--- START ---

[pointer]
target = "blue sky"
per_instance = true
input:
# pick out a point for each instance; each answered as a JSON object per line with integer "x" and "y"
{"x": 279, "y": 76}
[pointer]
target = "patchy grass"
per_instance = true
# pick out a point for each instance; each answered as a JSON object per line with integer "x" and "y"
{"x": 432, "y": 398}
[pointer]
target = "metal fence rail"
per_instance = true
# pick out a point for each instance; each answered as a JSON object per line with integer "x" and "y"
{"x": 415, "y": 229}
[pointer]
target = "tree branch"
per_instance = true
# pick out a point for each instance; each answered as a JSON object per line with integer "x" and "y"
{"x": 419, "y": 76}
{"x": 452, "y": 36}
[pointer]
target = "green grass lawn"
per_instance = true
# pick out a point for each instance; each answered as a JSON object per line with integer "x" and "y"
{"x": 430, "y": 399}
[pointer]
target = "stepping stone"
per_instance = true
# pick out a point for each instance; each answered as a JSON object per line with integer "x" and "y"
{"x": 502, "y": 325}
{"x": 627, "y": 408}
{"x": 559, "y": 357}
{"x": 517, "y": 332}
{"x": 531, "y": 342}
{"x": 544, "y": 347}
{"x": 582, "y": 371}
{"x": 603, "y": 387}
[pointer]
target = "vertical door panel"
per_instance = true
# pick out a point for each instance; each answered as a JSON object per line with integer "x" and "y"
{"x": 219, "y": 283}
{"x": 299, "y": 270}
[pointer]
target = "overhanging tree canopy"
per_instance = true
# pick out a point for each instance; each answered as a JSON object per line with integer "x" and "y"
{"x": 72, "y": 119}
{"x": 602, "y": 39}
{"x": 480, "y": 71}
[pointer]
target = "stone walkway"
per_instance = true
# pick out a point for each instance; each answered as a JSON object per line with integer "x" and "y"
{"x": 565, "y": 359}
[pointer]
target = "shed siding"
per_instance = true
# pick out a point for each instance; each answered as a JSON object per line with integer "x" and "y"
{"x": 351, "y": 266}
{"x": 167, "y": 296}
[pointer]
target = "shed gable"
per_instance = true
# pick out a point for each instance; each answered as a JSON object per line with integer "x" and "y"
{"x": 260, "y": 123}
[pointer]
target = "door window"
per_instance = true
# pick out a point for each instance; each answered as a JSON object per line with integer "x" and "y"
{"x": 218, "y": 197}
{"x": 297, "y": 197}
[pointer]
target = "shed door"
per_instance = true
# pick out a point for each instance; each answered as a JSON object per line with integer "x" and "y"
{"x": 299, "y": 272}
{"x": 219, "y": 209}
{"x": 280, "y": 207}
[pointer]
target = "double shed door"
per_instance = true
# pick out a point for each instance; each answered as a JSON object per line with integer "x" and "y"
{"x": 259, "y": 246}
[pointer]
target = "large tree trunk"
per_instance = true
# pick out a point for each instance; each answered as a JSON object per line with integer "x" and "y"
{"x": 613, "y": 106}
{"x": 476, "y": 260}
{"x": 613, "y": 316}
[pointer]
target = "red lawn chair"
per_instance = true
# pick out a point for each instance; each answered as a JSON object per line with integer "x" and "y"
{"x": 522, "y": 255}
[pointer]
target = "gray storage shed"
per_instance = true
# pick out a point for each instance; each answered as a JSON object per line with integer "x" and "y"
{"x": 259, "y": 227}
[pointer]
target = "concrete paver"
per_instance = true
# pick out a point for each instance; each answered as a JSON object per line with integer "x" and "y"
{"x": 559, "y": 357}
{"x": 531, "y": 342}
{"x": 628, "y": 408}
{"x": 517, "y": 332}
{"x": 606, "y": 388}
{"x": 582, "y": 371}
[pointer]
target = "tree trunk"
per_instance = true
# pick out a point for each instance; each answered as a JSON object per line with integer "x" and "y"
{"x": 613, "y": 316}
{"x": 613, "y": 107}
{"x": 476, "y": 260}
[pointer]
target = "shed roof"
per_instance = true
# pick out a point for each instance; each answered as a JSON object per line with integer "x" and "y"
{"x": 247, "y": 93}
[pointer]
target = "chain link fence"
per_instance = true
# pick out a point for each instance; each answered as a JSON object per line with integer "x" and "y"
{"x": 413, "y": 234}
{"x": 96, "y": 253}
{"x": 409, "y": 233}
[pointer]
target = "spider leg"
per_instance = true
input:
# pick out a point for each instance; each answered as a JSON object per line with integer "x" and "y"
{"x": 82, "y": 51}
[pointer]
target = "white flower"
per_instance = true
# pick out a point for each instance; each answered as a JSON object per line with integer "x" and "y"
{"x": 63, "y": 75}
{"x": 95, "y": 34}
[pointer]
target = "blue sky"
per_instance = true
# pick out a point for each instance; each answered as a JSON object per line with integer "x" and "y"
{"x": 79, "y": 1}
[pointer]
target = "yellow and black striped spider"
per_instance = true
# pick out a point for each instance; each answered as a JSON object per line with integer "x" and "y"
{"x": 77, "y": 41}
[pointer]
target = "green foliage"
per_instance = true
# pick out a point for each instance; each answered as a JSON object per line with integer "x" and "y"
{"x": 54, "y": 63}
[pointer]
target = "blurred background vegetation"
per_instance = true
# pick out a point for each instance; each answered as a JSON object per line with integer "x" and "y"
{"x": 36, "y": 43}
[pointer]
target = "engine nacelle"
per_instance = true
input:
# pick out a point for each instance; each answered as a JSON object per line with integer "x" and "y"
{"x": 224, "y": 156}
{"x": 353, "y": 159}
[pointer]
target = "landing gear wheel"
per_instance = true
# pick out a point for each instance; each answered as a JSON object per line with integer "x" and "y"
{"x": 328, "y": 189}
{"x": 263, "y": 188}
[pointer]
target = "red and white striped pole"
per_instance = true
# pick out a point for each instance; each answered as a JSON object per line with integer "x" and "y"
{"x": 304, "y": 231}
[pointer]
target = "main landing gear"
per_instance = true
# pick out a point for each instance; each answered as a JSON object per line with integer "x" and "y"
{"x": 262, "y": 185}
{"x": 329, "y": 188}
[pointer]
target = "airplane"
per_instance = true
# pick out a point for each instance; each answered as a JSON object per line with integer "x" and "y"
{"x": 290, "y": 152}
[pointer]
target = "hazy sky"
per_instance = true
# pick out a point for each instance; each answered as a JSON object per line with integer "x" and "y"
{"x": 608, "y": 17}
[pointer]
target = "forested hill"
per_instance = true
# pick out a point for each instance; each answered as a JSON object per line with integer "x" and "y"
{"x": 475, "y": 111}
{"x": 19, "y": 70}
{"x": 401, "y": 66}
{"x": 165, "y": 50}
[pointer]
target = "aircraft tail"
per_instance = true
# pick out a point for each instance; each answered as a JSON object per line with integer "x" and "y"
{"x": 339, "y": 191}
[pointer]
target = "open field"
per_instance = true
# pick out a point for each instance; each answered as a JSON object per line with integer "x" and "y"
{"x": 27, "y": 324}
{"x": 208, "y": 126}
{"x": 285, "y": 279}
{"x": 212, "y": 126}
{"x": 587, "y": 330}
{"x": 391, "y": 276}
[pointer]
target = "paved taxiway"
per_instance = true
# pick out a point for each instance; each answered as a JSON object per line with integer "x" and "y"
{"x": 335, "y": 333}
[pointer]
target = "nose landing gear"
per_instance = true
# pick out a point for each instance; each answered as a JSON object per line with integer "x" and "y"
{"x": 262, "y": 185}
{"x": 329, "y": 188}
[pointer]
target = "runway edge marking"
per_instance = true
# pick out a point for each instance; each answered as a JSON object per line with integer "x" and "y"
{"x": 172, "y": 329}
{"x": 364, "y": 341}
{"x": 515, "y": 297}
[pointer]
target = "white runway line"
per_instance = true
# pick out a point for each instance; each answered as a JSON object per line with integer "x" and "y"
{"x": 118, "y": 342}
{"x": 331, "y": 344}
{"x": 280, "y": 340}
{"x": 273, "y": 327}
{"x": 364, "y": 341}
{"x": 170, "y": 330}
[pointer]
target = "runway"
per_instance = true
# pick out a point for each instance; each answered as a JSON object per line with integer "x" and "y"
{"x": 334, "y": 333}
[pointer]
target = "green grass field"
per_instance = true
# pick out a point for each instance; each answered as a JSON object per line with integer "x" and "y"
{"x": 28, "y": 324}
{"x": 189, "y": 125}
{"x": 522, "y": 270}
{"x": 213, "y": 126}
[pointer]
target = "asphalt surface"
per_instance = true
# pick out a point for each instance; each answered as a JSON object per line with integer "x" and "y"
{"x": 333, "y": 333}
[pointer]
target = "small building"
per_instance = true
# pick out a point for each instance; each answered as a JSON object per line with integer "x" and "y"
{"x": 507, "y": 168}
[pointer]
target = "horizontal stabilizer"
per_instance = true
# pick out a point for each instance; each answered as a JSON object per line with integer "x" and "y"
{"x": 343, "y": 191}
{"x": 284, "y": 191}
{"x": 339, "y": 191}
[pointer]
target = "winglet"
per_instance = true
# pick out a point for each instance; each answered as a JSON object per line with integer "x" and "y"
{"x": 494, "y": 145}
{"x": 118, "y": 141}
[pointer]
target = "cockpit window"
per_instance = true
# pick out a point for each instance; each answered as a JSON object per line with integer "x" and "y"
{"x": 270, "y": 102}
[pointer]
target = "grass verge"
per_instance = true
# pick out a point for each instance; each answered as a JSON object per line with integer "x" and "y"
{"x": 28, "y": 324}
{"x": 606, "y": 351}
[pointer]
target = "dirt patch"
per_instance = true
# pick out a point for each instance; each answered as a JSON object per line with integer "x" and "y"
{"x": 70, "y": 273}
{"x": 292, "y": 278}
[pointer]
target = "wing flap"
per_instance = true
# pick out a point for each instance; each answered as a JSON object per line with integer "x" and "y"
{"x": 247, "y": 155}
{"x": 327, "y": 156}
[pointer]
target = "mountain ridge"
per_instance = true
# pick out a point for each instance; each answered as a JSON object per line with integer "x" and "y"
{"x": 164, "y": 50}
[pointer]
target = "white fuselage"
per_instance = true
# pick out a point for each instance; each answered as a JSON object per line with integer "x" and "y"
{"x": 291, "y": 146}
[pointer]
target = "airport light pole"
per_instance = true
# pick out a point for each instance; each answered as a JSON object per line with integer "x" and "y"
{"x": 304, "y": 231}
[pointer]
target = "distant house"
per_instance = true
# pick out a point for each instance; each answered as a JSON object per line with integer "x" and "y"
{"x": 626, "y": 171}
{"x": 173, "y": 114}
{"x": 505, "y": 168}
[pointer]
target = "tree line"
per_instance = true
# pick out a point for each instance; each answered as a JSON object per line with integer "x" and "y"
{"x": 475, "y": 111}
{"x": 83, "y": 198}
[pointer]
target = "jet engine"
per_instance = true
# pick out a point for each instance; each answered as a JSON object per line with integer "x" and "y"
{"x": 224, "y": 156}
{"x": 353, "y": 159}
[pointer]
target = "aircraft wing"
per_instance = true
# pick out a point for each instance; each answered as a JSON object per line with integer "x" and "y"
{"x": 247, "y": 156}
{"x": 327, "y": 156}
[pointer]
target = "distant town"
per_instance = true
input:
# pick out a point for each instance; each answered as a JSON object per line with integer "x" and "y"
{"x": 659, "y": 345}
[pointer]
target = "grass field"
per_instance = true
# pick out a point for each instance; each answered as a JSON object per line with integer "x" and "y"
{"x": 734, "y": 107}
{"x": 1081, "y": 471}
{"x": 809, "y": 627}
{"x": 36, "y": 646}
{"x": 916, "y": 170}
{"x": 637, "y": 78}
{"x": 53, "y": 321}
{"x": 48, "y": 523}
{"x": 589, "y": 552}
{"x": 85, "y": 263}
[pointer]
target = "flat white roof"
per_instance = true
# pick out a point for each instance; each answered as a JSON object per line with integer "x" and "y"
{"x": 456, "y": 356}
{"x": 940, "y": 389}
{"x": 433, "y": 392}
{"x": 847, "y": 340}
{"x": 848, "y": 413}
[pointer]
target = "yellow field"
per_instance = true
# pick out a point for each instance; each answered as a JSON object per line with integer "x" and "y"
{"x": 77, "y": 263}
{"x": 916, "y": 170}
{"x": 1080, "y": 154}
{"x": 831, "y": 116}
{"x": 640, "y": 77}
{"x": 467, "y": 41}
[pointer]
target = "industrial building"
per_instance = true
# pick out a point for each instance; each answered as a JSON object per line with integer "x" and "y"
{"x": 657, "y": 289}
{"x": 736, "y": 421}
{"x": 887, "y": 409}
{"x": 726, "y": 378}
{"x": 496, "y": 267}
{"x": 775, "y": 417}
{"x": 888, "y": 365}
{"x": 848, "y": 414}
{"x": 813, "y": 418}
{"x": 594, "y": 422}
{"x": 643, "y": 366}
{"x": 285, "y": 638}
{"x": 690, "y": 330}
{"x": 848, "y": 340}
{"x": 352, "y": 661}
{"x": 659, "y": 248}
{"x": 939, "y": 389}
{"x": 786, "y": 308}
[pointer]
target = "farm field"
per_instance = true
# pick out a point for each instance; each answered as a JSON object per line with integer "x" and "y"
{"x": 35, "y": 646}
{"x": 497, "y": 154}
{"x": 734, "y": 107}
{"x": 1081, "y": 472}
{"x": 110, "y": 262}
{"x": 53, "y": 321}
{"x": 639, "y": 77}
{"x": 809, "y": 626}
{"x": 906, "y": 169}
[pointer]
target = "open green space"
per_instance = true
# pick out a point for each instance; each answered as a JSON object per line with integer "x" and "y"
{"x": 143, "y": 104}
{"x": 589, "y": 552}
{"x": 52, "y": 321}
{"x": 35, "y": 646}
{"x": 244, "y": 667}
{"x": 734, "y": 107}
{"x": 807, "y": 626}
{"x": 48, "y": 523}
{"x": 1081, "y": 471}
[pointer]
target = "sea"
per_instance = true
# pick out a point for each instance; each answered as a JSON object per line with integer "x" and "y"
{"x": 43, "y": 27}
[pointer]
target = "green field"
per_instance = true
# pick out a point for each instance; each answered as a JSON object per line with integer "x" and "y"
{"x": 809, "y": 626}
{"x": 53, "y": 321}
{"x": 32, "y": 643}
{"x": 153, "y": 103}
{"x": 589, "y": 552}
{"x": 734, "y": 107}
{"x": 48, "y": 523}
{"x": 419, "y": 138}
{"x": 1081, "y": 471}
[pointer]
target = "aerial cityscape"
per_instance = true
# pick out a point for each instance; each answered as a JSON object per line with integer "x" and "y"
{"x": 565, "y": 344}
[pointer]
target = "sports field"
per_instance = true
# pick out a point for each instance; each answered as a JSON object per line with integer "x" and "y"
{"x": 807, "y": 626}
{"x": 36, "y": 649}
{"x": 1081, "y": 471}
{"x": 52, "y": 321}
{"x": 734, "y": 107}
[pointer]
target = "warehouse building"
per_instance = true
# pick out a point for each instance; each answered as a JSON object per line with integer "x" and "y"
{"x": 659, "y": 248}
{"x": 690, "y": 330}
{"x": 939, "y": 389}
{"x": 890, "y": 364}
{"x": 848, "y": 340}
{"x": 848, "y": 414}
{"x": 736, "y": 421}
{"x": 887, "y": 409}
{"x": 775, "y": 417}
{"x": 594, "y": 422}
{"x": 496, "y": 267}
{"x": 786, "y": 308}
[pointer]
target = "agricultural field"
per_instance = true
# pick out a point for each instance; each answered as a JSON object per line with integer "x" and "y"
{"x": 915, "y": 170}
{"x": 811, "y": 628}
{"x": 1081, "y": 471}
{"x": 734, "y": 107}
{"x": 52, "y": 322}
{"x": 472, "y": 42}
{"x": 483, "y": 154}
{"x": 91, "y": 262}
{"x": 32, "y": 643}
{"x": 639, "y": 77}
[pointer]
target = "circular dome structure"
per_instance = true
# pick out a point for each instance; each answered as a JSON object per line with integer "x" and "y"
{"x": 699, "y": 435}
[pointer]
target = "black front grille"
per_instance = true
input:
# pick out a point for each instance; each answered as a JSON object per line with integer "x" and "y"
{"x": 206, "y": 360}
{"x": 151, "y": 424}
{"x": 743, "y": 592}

--- END ---

EXERCISE OBJECTIVE:
Report every line of the rows above that contains the word "roof", treating case as significant.

EXPECTED OUTPUT:
target = "shed roof"
target = "flat white roof"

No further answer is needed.